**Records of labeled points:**
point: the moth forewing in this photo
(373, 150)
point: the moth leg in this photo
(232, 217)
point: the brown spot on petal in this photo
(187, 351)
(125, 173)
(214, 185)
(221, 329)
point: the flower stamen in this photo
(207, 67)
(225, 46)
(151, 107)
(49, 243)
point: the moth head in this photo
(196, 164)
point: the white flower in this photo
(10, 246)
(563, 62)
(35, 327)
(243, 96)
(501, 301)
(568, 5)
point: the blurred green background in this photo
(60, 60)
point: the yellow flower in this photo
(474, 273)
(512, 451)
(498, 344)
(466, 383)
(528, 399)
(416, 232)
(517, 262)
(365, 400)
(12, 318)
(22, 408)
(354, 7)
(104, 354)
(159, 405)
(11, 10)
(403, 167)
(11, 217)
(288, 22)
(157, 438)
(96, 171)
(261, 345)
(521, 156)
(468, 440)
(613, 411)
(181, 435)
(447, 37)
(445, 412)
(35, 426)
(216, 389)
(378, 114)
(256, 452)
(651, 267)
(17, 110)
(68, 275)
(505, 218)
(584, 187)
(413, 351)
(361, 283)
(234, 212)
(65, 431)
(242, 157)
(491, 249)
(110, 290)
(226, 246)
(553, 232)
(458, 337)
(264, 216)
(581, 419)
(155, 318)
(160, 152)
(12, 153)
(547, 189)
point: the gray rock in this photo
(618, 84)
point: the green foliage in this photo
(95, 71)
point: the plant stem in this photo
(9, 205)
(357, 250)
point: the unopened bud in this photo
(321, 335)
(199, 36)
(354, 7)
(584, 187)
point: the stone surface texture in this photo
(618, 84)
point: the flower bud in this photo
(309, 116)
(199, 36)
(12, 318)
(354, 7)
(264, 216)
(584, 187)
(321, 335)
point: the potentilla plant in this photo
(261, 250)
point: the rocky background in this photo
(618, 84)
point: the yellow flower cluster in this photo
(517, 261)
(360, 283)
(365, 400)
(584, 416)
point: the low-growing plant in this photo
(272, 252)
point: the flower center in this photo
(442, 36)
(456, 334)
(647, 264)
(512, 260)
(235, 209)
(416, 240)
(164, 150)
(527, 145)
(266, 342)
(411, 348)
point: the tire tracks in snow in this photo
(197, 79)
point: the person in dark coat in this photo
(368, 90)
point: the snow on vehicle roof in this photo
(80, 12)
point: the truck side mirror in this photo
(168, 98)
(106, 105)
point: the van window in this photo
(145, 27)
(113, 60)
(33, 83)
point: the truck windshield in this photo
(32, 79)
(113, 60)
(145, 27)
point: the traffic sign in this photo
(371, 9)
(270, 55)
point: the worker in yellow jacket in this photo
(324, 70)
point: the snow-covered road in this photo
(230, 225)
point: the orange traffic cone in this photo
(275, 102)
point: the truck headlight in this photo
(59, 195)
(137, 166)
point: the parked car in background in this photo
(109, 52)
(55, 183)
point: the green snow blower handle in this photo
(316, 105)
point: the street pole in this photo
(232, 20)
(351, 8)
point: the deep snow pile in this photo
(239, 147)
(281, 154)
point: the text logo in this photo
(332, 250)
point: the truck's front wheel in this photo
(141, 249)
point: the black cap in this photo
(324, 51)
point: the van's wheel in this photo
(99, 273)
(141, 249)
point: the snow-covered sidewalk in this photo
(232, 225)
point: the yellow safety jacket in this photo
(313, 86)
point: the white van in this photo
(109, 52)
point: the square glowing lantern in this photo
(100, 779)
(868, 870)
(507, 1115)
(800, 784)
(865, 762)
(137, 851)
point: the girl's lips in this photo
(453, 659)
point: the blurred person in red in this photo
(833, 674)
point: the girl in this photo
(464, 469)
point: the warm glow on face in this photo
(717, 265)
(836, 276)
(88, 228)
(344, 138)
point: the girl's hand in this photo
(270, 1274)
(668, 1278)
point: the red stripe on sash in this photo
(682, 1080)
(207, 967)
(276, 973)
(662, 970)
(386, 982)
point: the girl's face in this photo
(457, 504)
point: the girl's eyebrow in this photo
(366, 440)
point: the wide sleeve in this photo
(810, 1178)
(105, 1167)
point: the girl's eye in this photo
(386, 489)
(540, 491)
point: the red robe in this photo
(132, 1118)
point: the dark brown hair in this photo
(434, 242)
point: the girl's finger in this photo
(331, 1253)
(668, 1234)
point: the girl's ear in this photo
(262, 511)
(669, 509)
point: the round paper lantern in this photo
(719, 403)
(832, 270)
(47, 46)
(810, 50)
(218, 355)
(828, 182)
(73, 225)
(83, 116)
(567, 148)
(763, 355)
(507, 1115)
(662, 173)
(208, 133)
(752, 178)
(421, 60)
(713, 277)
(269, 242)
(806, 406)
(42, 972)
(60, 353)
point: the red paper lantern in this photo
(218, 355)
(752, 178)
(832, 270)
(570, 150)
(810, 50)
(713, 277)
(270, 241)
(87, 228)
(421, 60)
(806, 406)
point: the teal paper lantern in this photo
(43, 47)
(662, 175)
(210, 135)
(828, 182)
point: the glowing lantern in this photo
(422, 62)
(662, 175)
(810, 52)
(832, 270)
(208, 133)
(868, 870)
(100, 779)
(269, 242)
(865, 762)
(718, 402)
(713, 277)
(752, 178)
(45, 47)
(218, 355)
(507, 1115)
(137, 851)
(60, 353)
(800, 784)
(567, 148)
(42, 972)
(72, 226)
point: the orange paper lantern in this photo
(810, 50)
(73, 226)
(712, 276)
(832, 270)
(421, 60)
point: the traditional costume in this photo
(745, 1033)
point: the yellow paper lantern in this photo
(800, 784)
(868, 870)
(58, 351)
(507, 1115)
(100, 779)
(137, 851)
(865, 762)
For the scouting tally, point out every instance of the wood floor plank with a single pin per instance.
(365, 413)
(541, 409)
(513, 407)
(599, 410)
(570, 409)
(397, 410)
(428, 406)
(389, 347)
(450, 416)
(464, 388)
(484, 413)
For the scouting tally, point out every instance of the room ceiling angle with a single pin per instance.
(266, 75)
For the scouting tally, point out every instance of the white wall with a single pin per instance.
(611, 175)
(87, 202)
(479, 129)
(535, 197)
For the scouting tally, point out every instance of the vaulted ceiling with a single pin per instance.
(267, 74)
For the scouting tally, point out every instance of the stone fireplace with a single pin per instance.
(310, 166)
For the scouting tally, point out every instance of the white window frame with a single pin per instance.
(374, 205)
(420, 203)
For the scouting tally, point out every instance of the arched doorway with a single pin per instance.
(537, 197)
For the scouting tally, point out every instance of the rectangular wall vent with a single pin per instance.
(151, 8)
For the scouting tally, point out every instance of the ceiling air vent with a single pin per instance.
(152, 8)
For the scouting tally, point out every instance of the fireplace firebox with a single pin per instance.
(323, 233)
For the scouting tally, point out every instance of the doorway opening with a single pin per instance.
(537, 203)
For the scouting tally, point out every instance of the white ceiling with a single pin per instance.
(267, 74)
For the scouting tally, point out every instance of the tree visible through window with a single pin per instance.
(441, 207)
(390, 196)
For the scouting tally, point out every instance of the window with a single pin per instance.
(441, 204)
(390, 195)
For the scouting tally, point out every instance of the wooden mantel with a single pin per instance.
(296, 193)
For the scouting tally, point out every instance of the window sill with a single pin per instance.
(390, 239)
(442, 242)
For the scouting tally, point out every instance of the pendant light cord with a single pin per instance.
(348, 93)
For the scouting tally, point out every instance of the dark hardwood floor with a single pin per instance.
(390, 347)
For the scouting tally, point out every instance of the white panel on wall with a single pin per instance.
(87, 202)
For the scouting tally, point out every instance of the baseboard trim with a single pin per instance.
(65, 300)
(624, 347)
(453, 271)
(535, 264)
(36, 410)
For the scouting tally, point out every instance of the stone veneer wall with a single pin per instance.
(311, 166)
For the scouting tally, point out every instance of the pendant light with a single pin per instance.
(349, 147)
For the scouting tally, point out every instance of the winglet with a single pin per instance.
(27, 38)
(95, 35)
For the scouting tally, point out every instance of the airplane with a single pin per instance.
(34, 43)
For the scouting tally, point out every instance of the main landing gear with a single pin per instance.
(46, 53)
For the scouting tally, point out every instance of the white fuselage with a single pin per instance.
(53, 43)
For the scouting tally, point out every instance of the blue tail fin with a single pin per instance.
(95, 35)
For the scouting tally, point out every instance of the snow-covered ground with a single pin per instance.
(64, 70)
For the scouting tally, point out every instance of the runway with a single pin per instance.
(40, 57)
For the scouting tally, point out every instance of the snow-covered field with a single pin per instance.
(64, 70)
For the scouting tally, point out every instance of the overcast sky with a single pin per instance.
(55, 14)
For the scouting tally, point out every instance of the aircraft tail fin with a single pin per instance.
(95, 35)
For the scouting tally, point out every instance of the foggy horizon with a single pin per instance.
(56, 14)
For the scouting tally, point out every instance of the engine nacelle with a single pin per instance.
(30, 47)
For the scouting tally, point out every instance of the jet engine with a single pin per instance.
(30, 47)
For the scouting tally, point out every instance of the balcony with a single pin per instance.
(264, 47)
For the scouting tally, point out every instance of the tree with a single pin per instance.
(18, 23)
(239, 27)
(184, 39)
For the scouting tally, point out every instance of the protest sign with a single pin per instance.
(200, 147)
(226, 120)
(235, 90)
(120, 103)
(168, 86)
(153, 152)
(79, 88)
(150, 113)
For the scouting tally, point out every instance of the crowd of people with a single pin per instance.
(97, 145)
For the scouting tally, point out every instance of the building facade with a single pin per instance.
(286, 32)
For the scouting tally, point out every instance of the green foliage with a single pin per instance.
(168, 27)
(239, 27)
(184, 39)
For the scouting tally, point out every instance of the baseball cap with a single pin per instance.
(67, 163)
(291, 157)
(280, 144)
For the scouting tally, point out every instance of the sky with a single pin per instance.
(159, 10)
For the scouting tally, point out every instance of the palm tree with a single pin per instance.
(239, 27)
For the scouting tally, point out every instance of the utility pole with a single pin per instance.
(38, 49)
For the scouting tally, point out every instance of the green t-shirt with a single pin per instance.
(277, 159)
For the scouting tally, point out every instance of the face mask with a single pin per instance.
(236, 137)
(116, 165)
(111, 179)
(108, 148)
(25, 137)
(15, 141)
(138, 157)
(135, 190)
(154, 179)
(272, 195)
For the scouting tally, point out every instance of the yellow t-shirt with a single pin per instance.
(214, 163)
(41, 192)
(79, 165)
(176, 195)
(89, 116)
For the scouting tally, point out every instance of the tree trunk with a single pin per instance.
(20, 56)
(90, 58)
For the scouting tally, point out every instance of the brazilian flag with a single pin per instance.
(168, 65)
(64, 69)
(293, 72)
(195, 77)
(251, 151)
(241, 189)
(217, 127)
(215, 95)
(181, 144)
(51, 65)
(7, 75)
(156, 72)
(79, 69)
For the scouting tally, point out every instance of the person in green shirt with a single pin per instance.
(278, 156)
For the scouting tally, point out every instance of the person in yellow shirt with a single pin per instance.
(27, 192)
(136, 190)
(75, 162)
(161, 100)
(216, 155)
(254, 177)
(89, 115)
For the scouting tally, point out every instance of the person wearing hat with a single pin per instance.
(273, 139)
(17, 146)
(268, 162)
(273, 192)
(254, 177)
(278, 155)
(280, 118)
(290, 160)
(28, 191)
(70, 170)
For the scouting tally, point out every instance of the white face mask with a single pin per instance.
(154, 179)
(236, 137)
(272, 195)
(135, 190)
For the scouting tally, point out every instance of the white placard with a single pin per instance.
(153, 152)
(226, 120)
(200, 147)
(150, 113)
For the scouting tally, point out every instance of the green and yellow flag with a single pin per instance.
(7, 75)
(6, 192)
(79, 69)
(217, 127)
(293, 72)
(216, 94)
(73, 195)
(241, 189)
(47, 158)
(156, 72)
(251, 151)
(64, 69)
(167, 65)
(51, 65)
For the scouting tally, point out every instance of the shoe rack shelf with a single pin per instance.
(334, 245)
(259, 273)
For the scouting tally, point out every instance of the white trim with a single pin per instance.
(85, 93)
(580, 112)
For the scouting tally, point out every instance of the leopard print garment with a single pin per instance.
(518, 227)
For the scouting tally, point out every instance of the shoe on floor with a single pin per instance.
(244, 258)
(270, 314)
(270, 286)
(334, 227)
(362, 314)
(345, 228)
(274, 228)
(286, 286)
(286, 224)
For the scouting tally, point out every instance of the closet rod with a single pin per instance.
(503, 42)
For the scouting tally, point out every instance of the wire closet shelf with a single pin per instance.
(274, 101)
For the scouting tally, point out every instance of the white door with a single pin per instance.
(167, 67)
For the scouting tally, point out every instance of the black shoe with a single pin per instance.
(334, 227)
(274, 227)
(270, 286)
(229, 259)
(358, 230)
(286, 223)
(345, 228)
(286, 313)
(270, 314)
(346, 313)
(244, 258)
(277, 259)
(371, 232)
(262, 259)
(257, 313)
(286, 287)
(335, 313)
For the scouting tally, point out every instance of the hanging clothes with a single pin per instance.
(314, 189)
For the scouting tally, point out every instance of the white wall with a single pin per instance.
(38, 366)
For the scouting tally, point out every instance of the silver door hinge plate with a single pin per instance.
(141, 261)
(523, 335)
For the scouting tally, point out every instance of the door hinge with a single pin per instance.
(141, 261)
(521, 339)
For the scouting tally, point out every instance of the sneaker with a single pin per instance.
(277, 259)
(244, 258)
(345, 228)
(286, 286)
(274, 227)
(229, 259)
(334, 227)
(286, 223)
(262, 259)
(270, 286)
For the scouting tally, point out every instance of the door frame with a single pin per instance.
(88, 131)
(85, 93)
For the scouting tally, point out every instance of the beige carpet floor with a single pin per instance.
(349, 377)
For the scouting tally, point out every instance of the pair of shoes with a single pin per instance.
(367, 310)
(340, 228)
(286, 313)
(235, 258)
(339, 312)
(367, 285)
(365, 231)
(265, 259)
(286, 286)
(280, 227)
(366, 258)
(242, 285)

**What is expected:**
Everything from the line containing "For the scouting tally, point out every instance of the wire" through the final line of the listing, inclusive, must be reproduced exactly; leave out the rest.

**Answer for the task:**
For the scouting tally, point out every instance of the wire closet shelf with a single pin per instance.
(274, 101)
For the scouting tally, point out every instance of the white door with a single pin per instance.
(167, 67)
For the scouting tally, point out every instance of the black shoe with a single pin per instance.
(334, 227)
(274, 227)
(270, 286)
(229, 259)
(358, 230)
(286, 223)
(345, 228)
(286, 313)
(270, 314)
(346, 313)
(244, 258)
(277, 259)
(371, 232)
(262, 259)
(257, 313)
(286, 287)
(335, 313)
For the scouting tally, point out every instance of the hanging clothes with a single pin per instance.
(314, 189)
For the scouting tally, point out every instance of the white wall with a single pin per instance.
(38, 366)
For the scouting tally, point out every instance of the silver door hinge plate with a single pin per instance.
(141, 261)
(523, 335)
For the scouting tally, point out every instance of the door hinge with a single pin per instance.
(141, 261)
(521, 339)
For the scouting tally, point out every instance of the sneaker with a single pin per instance.
(277, 259)
(244, 258)
(345, 228)
(286, 286)
(274, 227)
(229, 259)
(334, 227)
(286, 223)
(262, 259)
(270, 286)
For the scouting tally, point out every instance of the door frame with a single pin per instance.
(88, 131)
(85, 93)
For the scouting tally, point out every instance of the beige carpet floor with a single pin per instance.
(349, 377)
For the scouting tally, point out every instance of the pair of shoes with a single pin per instance.
(367, 310)
(340, 228)
(286, 313)
(235, 258)
(339, 312)
(367, 285)
(365, 231)
(265, 259)
(286, 286)
(280, 227)
(366, 258)
(242, 285)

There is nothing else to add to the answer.